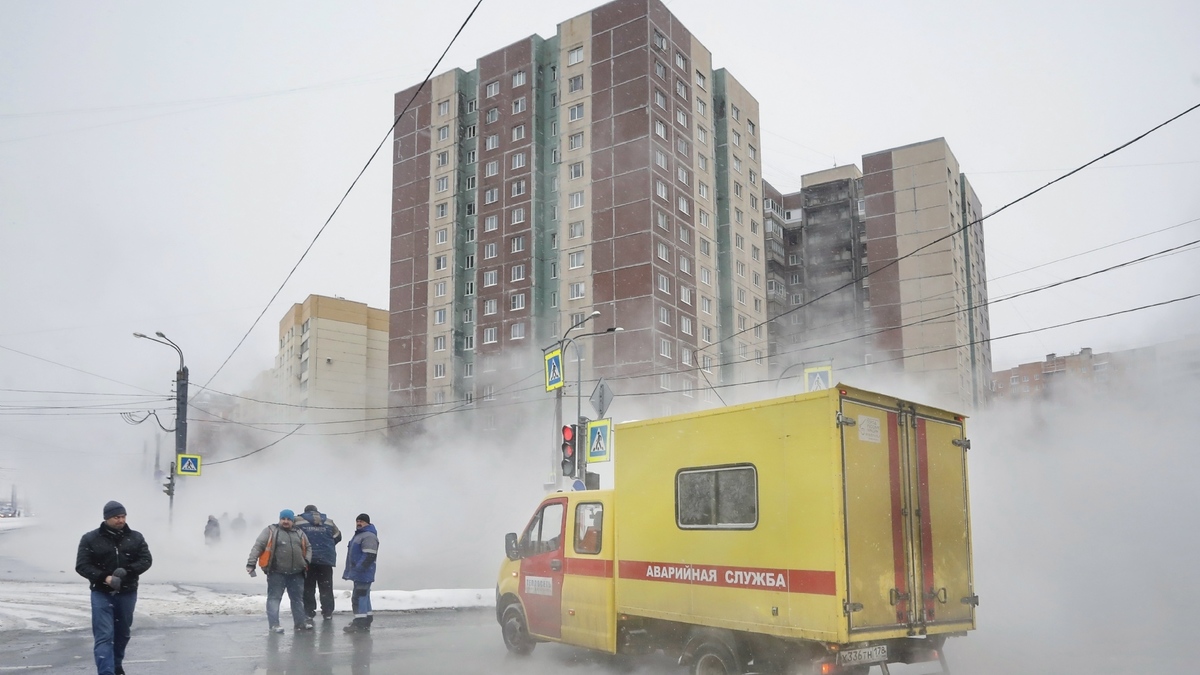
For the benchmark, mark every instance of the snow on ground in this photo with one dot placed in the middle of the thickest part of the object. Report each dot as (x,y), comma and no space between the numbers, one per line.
(66,607)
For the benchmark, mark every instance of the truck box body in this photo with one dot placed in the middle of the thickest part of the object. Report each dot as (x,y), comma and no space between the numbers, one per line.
(837,517)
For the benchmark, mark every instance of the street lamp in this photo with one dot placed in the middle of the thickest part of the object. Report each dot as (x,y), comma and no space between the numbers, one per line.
(582,464)
(180,412)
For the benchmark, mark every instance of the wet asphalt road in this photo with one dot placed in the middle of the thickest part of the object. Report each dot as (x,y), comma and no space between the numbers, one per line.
(450,641)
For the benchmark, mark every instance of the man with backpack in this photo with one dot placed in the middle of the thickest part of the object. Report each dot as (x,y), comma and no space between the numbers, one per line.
(283,553)
(323,536)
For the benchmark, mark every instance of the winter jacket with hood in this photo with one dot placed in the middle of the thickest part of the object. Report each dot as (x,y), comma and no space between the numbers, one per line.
(323,536)
(103,550)
(360,555)
(289,555)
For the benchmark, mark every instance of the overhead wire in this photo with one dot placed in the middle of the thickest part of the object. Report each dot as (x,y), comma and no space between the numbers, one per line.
(347,193)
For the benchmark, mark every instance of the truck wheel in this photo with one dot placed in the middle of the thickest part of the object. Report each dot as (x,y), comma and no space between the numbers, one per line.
(714,658)
(516,632)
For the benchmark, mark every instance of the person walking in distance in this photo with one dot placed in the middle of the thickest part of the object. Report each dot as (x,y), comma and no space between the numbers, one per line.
(323,537)
(111,559)
(360,565)
(283,553)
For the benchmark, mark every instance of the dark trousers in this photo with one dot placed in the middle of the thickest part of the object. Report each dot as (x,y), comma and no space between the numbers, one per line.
(360,602)
(319,577)
(112,616)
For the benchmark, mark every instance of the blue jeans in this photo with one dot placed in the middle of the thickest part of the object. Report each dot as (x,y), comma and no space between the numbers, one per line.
(112,615)
(276,583)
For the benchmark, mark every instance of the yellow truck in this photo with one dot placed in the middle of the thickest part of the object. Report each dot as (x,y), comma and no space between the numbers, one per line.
(820,533)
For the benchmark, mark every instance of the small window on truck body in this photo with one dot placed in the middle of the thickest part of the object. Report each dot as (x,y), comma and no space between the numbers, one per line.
(721,497)
(545,531)
(588,527)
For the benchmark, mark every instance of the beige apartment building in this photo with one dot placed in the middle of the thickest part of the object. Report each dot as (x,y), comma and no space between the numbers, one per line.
(331,369)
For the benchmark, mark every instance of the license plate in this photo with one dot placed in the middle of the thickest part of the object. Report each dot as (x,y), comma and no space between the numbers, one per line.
(863,655)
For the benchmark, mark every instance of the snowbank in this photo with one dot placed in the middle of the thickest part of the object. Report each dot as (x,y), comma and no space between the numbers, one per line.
(66,607)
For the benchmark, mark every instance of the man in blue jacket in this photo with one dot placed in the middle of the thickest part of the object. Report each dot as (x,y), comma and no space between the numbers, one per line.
(360,563)
(111,559)
(323,537)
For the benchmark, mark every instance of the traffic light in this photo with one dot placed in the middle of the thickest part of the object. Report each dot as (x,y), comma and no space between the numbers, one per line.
(570,443)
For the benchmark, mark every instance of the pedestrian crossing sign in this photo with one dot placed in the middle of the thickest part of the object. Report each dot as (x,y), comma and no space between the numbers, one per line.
(817,377)
(187,465)
(599,440)
(553,369)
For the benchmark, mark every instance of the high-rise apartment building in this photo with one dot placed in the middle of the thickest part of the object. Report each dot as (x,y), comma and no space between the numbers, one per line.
(931,304)
(882,275)
(606,168)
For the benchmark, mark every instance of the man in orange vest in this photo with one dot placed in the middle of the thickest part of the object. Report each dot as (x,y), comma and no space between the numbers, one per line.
(282,551)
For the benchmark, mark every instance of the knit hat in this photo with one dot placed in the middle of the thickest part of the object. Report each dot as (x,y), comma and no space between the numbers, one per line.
(113,508)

[Given request]
Set every line down exactly as written, leaving each picture out.

[Result]
For the benchmark, mark every instance of the snow on ground in this photo with one dot placed in the middle of the thickest part of the object. Report each dot as (x,y), comma and no space between the numbers, one per line.
(66,607)
For the benchmark, mark every instance of the truck box body in this photo with one dot placed in the middle of the thickest part of the object. Report each dot as (x,y), comma and no space between the numbers, one per line.
(837,517)
For the benchmark, mark every instance of the street lamp in this photo with one dot placed in the middle of the thickest part of the object. Report each dot as (x,y), comma and no space between the numbers, one per line.
(582,464)
(180,412)
For the benchmark, mark every instance of the wet asphalt road in this photo with one dot placed in the middle of the thickest part of the object. Report each dot as (x,y), comma and no space between the numbers, one per line.
(450,641)
For the benchmark, mark every instance of the man with backpack in this photo with one dot placed in the middle of the thickest part of the object. Report each dot as (x,y), comma and no space between the numbers, one per line.
(283,553)
(323,536)
For the benchmark, mark every instance of the winter jacket with hood in this photo with one dot placed in the middle of the thickest part of the object. Report each dot as (x,y), comma and no space between the numbers, one per line.
(323,536)
(103,550)
(360,555)
(289,555)
For the benchmark, mark every instance of the overhead wire in this photo with one dot placed in the middle of the thickest part of the object. Report each dot as (x,y), comma and no space between the numbers, one per line.
(347,193)
For the benchmark, mark every instance of the truck wheel in this photo with one dot placed in the middle of the thickest part of the object. Report each dot as (x,y), comma and no space between the numbers, one per line.
(714,658)
(516,632)
For the benchmark, mark every instance of the person walking in distance in this photo with one dot placed in the middle of the thickest part of the object. Report each dot as (x,y), comma and no space between the numbers, one per line.
(323,537)
(111,559)
(360,565)
(283,553)
For the benchmark, mark every instance of the dark trousers in this photo with one dot placed in the middle of the thickest part of the object. Report each dot as (x,y), comma and no space between the numbers, one per line.
(360,602)
(319,577)
(112,616)
For the benchmark, mark every instance of the blue jeans in this photo with one dot placed in the middle of the thickest part of the object. Report each dot as (x,y), comma and no space between the numbers, one per line.
(112,615)
(276,583)
For the benchmark, mark every instance of the yellow truck in this photo with one dot placed in the middle of the thickest part of the object. Report each dot as (x,y), comma and no space between the numbers, one per line.
(820,533)
For the benchmark, mark every instance of the small window on truck body in this photo with one dot placed in the middle of the thickest part of the object. Report each dot as (x,y), comma and no space between the numbers, one per line.
(721,497)
(545,531)
(588,527)
For the benchmark, mark every instance of the beige apartment building in this photo with one dot placed in the middle of the thickest part of the object. Report each dot as (x,y), comma and no space between the numbers, one per line.
(331,369)
For the benchmark, mark every instance of the license plate in this photo with one dot placed in the middle of the thickest part of the object. Report each dot as (x,y), comma and no space between the numbers, one per line.
(863,655)
For the benchmark, mark every instance of the snowbank in this photo with one dot placed in the middle of the thickest part of the object. Report each dot as (x,y), comma and no space between the numbers, one per line.
(66,607)
For the benchmark, mark every instance of the man in blue jacket in this photo with one dot placed in the middle of the thickest part of the object. Report each dot as (x,y), comma and no space between the numbers, one per line.
(360,563)
(111,559)
(323,537)
For the benchmark, mark every instance of the traffic light in this photo with one dot placed in the middle of the thickest part of the object. Report each dot as (x,y), comma and no space between the numbers, one per line.
(570,443)
For the benchmark, mark every instance of the pedestrian crossing sign in this photo with one dot placed in the middle of the thickest part of the object. Report each dot as (x,y), comma and no space between the numbers, one per line.
(817,377)
(187,465)
(599,440)
(553,369)
For the benchmark, mark every instance of the high-rise apartment building in this photo with one dot placed in the middle of the thickest part of the object. Report each dot as (x,y), comma and no space between the numbers, one per line.
(931,304)
(882,275)
(606,168)
For the benchmark, mark every instance of the man in orange vest in this photo with one dot placed in the middle of the thickest part of the object. Report each dot as (x,y), comma and no space between the numbers, one per line.
(282,551)
For the benchmark, mark every instance of the knit hat in this photo with one dot placed in the middle of the thickest part of the object. Report each dot as (x,y), comma and no space between the numbers, one per line.
(113,508)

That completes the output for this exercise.